Texte proposé ▸

• • • • • • •

L’Islamic Corporation for the Development of the Private Sector (ICD) est à la Banque Islamique de Développement (BID) ce que la SFI (Socièté financière internationale) est à la Banque Mondiale. Il s’agit de l’instrument de référence du groupe de la Banque Islamique dédié au financement et à l’accompagnement du secteur privé. Dans cet entretien exclusive, Ayman Amine Sejiny, PDG de l’ICD en poste depuis octobre 2018, nous brosse les grandes priorités de l’institution qu’il dirige pour l’Afrique.
Quels sont les domaines du secteur privé où intervient l’ICD ?
Les priorités de l’ICD sont encadrées par stratégie décennale du Groupe de la Banque Islamique de Développement (BID) pour le développement du secteur privé. Ces priorités couvrent les quatre domaines clés suivants :
• Développer des canaux financiers islamiques pour créer un impact multiplicateur, y compris le développement des PME
• Fournir des services de conseil liés au développement d’institutions financières islamiques et à l’émission de Sukuk.
• Financer des investissements dans des secteurs à fort impact
• Travailler en partenariat avec le Groupe de la BID et d’autres banques multilatérales de développement pour optimiser la mobilisation des ressources.
Dans le cadre de son plan d’activités pour 2019-2021, qui devrait être examiné par le Conseil d’administration plus tard cette année, l’ICD continuera de concentrer ses activités sur le secteur financier, tout en allouant davantage de ressources pour accroître son assistance dans le secteur des infrastructures.
A l’avenir, quels sont les axes de développement retenus dans vos projections?
Afin de mieux répondre à la croissance rapide de la finance islamique dans les pays membres, l’ICD doit mobiliser efficacement des ressources en capital à long terme, ce qui nécessite à son tour de veiller à préserver sa solidité financière grâce à une gestion prudente des risques, à une gouvernance solide et à des processus opérationnels efficaces. En outre, en réponse aux exigences sans cesse changeantes du secteur privé dans les pays membres, l’ICD prévoit de décentraliser ses activités d’approvisionnement afin de concrétiser les opportunités potentielles dans les pays nommés. À cet égard, l’ICD a activement participé au projet «Gateway Office Project» dirigé par la Banque, qui envisage d’établir de nouveaux bureaux régionaux dans différentes régions au cours des trois prochaines années.

• • • • • • •

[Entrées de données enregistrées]

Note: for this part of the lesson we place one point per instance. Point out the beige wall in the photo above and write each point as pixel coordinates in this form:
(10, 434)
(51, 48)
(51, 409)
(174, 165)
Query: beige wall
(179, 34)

• • • • • • •

Liste des tâches ▸
[a] Reproduisez le passage du texte proposé compris entre « L’Islamic Corporation for » et « dirige pour l’Afrique. », ces deux segments inclus.
[b] Déplacez chaque coordonnée donnée en réponse en ajoutant -149 à chacun de ses nombres, puis réécrivez toutes les lignes des entrées de données enregistrées, demandes comprises.

Ensemble des solutions ▸
[a]
L’Islamic Corporation for the Development of the Private Sector (ICD) est à la Banque Islamique de Développement (BID) ce que la SFI (Socièté financière internationale) est à la Banque Mondiale. Il s’agit de l’instrument de référence du groupe de la Banque Islamique dédié au financement et à l’accompagnement du secteur privé. Dans cet entretien exclusive, Ayman Amine Sejiny, PDG de l’ICD en poste depuis octobre 2018, nous brosse les grandes priorités de l’institution qu’il dirige pour l’Afrique.

[b]
Note: for this part of the lesson we place one point per instance. Point out the beige wall in the photo above and write each point as pixel coordinates in this form:
(10, 434)
(51, 48)
(51, 409)
(174, 165)
Query: beige wall
(30, -115)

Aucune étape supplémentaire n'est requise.